Synthèse des mémoires à la CJUE du 20 janvier 2022

Le 26 janvier 2021, sur l’affaire Vincenzo Vecchi, la Cour de cassation française posait trois questions préjudicielles à la Cour de justice européenne.

Ce texte vise à synthétiser les points centraux des mémoires ou observations présentés lors de l’audience du 20 janvier 2022 de la CJUE.

Sont examinés ici les mémoires de la défense « notre avocat », des gouvernements français et Italien ainsi que, celui de la Commission européenne.
On notera que le gouvernement italien qui a présenté un mémoire écrit n’a pas jugé bon d’être présent à la première audience de la CJUE, la présidente de la cour n’a fait aucun commentaire sur cette absence.
En réalité, si trois questions préjudicielles avaient été posées par la Cour de Cassation française en janvier 2021, seules les deux premières questions ont été vraiment abordées par les différents participants à la séance du 20 janvier 2022.

La première question1 peut être condensée de la façon suivante : Est ce que la condition de double incrimination est satisfaite lorsqu’un élément constitutif de l’infraction de l’État
d’émission n’est pas une infraction dans l’État d’exécution ? ;

La seconde question2 peut également être résumée par : la remise peut-elle être accordée dans le cas ou certains faits constitutifs de l’infraction unique ne sont pas punissables dans l’État d’exécution ?

1- Résumé de la position du gouvernement italien sur les questions 1 et 2

Le gouvernement italien développe, sur la première question un argumentaire en 4 points :

  1. Reprenant entre autres des éléments de l’arrêt Grundza (qui porte sur un sujet très différent), le mémoire italien dit « qu’une correspondance parfaite n’est requise ni entre les éléments constitutifs de l’infraction, telle que qualifiée respectivement par le droit de l’État d’émission et par celui de l’État d’exécution, ni dans la dénomination ou dans la classification de cette infraction selon les droits nationaux respectifs »
  2. et que, « l’absence de double incrimination constitue, dans le cadre du système instauré par la décision cadre, un motif facultatif de refus »

*ENTRÉES*
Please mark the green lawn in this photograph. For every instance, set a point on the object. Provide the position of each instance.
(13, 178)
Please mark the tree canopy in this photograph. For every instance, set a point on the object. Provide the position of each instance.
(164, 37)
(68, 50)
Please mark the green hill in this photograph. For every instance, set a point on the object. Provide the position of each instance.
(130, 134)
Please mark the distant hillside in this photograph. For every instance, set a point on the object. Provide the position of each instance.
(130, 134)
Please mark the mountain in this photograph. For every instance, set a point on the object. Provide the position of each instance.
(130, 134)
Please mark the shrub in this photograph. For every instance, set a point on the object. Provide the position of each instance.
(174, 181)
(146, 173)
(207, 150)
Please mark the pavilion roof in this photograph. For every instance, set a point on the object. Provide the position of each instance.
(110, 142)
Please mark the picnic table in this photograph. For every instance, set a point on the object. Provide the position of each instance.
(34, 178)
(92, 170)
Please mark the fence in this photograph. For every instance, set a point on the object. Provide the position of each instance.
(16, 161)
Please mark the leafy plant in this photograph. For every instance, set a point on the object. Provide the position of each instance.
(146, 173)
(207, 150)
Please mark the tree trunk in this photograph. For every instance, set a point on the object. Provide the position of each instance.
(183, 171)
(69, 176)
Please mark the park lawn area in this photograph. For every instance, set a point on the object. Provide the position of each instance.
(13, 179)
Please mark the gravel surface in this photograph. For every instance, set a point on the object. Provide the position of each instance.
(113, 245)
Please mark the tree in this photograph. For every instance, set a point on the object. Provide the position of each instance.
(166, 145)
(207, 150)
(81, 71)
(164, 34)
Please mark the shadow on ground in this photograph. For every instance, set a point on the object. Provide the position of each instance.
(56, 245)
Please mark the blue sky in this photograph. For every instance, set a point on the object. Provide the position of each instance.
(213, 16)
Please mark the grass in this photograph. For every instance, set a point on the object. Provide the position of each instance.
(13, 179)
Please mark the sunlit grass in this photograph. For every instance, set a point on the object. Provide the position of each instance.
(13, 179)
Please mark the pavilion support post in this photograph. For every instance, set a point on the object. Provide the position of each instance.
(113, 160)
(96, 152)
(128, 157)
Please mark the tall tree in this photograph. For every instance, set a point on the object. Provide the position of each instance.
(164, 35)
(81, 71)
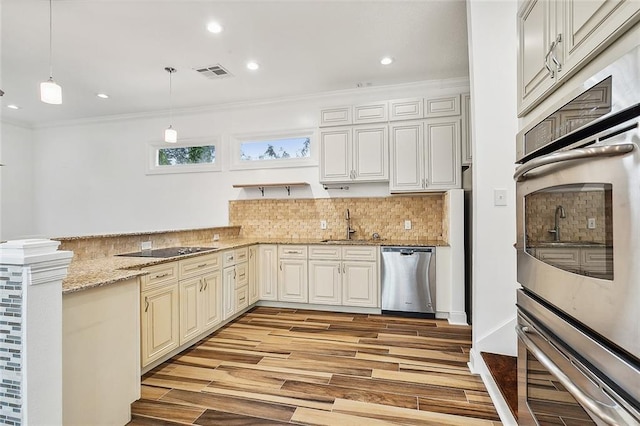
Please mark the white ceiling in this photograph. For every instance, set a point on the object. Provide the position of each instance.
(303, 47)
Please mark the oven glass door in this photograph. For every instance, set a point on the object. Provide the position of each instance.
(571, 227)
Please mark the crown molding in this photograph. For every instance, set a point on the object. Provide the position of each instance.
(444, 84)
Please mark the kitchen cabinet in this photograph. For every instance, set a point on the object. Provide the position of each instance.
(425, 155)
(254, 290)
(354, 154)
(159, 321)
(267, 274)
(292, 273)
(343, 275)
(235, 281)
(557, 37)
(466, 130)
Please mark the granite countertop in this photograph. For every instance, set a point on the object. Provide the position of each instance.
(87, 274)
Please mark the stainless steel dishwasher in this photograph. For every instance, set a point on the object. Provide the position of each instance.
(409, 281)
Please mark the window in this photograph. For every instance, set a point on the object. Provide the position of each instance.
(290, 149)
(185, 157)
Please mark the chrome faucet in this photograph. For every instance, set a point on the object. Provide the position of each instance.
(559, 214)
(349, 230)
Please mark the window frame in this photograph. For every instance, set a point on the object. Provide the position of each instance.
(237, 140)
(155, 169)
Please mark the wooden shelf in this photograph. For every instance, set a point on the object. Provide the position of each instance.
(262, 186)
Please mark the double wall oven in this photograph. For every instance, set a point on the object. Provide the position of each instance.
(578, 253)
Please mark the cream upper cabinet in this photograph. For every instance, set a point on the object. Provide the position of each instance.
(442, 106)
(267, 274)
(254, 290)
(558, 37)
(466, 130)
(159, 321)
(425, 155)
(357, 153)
---
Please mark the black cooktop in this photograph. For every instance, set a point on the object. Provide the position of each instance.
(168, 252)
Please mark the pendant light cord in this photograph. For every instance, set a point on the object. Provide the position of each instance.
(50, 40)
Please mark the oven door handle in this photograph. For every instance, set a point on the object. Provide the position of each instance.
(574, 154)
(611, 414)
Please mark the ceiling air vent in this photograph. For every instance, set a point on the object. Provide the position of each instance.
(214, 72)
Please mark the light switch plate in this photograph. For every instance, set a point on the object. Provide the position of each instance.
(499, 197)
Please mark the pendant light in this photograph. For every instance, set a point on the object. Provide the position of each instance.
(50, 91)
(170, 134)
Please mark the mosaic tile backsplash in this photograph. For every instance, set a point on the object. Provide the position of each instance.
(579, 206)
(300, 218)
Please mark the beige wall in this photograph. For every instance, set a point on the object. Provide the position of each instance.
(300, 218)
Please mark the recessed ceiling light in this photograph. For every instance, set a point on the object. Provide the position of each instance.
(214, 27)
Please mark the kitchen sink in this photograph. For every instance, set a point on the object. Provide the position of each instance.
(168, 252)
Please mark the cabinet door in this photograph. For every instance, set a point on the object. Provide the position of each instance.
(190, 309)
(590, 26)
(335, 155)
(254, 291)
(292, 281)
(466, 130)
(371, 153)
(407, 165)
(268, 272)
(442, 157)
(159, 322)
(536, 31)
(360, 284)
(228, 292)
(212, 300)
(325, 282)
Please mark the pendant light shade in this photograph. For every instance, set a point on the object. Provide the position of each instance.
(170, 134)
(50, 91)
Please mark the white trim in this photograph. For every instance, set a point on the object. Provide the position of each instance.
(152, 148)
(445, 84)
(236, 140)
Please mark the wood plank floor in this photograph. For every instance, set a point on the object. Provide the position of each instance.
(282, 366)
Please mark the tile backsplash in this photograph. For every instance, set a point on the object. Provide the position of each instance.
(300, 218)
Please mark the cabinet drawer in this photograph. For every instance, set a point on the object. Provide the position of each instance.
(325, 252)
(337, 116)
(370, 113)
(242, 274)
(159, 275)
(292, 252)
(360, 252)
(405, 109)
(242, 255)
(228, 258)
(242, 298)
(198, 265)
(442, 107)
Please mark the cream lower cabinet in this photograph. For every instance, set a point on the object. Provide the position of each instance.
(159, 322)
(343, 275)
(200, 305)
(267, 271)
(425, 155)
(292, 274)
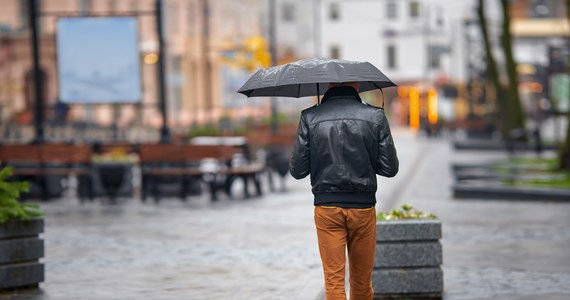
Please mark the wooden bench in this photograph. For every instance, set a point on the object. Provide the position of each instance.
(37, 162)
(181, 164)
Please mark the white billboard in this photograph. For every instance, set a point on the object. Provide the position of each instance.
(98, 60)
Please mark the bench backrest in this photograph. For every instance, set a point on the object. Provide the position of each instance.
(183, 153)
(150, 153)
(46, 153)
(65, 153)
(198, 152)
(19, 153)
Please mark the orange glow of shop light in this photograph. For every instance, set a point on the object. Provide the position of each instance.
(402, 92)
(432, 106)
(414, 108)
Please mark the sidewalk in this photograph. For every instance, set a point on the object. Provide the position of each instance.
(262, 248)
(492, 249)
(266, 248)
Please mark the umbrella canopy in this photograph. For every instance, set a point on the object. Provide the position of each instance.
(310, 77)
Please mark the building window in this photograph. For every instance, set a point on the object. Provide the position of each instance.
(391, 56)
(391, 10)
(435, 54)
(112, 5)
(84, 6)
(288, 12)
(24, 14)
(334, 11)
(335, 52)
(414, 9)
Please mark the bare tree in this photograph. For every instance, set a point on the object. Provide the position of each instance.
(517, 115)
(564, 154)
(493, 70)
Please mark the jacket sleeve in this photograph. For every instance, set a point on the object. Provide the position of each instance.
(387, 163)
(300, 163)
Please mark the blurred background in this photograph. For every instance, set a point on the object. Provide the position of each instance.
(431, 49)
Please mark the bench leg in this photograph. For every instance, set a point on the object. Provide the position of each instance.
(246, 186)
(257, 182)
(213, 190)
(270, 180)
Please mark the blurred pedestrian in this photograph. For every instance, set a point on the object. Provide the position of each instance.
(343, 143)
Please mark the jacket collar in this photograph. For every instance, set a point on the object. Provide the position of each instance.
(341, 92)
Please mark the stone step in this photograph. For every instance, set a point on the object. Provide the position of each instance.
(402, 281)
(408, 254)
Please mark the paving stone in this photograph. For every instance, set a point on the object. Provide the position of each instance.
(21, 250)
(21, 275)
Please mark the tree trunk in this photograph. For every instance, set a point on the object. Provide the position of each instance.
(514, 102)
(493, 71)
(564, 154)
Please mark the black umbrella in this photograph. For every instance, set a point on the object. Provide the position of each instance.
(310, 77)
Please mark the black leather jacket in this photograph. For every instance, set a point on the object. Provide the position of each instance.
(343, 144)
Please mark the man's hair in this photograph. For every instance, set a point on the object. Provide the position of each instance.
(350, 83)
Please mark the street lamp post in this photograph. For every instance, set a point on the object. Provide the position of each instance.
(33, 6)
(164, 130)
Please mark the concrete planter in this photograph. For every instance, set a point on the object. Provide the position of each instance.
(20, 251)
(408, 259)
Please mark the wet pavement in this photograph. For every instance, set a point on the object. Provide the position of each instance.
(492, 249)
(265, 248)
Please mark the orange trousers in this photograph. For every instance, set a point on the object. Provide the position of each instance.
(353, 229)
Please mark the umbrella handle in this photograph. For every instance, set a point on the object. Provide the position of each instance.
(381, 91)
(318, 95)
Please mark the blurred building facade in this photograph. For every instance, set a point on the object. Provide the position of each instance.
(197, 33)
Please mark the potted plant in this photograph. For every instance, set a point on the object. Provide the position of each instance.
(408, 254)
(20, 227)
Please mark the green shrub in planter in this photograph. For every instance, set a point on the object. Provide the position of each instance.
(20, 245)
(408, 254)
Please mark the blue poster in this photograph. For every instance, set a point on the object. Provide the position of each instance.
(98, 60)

*CONSIGNES DE L'EXERCICE*
A – Répondez à ces questions d'après la synthèse sur les mémoires à la CJUE :
(i) À quelle date la Cour de cassation française a-t-elle posé trois questions préjudicielles à la Cour de justice européenne ?
(ii) Quel gouvernement n'était pas présent à la première audience de la CJUE ?
(iii) En combien de points le gouvernement italien développe-t-il son argumentaire sur la première question ?
B – Rassemblez toutes les lignes des entrées où figure le mot « planter ». Les majuscules et les minuscules comptent.

*RÉPONSES COMPLÈTES*
A –
(i) Le 26 janvier 2021.
(ii) Le gouvernement italien.
(iii) En 4 points.

B –
Please mark the concrete planter in this photograph. For every instance, set a point on the object. Provide the position of each instance.
Please mark the green shrub in planter in this photograph. For every instance, set a point on the object. Provide the position of each instance.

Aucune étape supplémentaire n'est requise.